━━━ Data entries ━━━

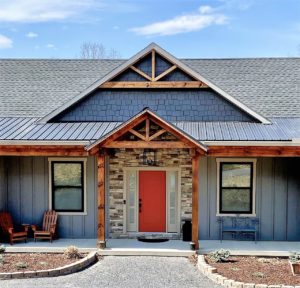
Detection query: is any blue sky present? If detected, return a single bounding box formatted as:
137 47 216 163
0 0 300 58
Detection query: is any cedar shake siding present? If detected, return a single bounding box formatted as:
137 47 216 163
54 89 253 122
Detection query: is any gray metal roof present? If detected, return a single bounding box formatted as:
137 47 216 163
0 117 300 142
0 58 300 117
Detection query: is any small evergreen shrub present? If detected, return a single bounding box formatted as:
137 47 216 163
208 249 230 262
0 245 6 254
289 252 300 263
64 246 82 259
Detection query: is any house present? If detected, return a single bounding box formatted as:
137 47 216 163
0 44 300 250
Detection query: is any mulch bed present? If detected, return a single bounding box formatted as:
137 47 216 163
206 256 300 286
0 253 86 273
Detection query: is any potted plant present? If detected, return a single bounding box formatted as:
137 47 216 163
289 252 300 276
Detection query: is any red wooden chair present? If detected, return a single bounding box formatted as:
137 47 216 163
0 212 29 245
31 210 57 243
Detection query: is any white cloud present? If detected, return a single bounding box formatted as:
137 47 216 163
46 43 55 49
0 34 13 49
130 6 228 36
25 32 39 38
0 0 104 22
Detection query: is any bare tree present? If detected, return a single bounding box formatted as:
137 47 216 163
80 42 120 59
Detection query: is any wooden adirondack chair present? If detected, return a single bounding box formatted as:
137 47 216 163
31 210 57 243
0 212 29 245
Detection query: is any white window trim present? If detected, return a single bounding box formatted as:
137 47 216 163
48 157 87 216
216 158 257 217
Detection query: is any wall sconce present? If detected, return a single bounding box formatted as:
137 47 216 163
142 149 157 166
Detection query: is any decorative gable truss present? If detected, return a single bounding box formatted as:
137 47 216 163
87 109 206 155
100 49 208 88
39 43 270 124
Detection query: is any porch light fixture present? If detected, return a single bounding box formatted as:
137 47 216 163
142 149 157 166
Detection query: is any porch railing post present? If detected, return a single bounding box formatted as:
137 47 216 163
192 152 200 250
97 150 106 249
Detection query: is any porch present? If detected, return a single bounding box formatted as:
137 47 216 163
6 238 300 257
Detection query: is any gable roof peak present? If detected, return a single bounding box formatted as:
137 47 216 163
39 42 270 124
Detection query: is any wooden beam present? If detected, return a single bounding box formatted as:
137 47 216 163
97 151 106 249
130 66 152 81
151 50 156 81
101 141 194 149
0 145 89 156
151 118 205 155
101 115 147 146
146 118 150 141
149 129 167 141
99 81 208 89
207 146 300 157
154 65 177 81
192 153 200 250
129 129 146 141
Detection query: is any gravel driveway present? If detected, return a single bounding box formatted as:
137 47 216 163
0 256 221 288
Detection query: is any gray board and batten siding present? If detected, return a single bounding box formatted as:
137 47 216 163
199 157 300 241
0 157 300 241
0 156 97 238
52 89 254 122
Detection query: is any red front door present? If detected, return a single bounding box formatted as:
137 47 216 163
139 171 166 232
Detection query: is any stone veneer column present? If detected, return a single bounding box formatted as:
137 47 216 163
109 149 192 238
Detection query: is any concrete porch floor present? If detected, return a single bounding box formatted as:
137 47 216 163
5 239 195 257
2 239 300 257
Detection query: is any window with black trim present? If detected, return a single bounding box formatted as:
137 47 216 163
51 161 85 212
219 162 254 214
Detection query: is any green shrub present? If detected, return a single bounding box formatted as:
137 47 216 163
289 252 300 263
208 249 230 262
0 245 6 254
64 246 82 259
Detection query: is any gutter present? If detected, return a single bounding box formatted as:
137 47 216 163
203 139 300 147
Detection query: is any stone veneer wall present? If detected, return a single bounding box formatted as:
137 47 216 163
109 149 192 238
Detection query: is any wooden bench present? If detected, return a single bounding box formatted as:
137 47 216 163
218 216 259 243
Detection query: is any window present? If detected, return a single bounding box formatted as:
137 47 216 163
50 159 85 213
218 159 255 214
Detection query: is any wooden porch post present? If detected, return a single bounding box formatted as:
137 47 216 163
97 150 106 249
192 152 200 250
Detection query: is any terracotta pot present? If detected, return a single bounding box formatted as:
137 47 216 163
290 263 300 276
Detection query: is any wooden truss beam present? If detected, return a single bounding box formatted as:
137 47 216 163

━━━
━━━ Data entries ━━━

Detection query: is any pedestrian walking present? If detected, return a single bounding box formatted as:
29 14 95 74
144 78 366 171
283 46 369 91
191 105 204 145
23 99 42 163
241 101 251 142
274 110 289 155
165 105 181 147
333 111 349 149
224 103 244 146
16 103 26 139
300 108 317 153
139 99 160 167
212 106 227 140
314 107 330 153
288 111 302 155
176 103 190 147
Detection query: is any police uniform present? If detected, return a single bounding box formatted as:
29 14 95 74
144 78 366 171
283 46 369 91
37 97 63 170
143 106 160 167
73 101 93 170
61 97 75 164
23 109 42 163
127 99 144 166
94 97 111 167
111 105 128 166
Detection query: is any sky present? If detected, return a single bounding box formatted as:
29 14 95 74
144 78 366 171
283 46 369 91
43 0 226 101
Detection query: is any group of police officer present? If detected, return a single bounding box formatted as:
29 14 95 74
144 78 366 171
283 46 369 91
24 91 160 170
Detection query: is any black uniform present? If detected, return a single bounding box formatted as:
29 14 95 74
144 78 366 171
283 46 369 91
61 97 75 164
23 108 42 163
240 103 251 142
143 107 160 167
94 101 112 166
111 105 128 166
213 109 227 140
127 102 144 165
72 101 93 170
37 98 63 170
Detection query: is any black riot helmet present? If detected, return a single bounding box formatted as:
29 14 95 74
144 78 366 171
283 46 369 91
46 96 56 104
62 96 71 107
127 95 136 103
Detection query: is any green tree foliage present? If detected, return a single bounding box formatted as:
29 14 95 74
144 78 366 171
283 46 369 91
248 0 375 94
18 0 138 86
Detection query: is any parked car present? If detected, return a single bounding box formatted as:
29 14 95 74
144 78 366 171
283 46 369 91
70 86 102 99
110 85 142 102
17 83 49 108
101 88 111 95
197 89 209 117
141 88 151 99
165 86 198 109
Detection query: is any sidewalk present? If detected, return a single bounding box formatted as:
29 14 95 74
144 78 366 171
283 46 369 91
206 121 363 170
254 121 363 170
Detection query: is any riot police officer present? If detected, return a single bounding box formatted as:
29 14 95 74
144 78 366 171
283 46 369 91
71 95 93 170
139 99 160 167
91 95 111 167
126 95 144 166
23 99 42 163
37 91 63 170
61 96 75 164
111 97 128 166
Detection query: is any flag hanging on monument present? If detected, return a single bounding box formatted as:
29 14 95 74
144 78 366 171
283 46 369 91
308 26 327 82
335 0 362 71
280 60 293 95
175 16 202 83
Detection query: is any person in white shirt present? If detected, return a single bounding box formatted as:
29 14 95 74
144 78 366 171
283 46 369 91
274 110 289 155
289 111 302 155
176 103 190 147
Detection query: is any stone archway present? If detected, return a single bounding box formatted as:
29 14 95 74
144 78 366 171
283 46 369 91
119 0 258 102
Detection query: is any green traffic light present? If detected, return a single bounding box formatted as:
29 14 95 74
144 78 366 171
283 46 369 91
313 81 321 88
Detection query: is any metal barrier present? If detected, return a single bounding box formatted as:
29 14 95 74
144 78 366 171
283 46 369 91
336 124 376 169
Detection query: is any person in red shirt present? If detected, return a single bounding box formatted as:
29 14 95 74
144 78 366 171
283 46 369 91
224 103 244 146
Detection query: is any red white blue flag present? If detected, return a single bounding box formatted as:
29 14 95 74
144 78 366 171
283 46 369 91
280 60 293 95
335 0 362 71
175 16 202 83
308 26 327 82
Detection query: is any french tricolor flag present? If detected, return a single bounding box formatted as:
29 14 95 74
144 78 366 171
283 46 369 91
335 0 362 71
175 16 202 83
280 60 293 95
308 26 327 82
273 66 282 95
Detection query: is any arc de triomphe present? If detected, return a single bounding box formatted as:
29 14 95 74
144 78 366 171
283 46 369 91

━━━

#### Task details:
Rewrite the lines starting with the line that contains "Detection query: is any bare" and going on through the line that contains "52 89 254 122", swapping "wooden" for "timber" and changing nothing else. Give back only those lines.

#### Exercise solution:
Detection query: is any bare tree present? If detected, return a single bounding box formatted as:
137 47 216 163
80 42 120 59
Detection query: is any timber adirondack chair present? If detected, return a single bounding box formatted as:
137 47 216 163
31 210 57 243
0 212 29 245
Detection query: is any white window trim present? If detected, return a single bounding box formatted as:
137 47 216 163
48 157 87 216
216 158 257 217
Detection query: is any wall sconce present? If detected, return a single bounding box formatted as:
137 47 216 163
142 149 157 166
Detection query: is any decorative gable truss present? If detected, return a single bounding box formatted as:
137 47 216 163
87 109 206 155
100 49 208 88
39 43 270 124
Detection query: is any porch light fixture present? If detected, return a single bounding box formatted as:
137 47 216 163
142 149 157 166
Detection query: is any porch railing post present? If detected, return a single bounding box formatted as:
137 47 216 163
192 152 200 250
97 150 106 249
Detection query: is any porch present? If detected, return a single bounding box formatted as:
137 47 216 163
6 238 300 257
Detection query: is any gable roof peak present? If detected, return a single bounding box formatted as:
137 47 216 163
39 42 270 124
Detection query: is any timber beam present? If detected, return a single bounding box formatted as:
137 47 216 163
97 151 106 249
130 66 152 81
151 50 156 81
101 141 194 149
0 145 89 156
151 118 205 155
101 115 147 146
146 118 150 141
149 129 167 141
99 81 208 89
207 146 300 157
154 65 177 81
192 153 200 250
129 129 146 141
Detection query: is any gravel driveway present? If detected, return a single bounding box formatted as:
137 47 216 163
0 256 221 288
Detection query: is any gray board and batten siding present? If detected, return a single bounding box formatted as:
137 47 216 163
199 157 300 241
0 157 300 241
0 156 97 238
52 89 254 122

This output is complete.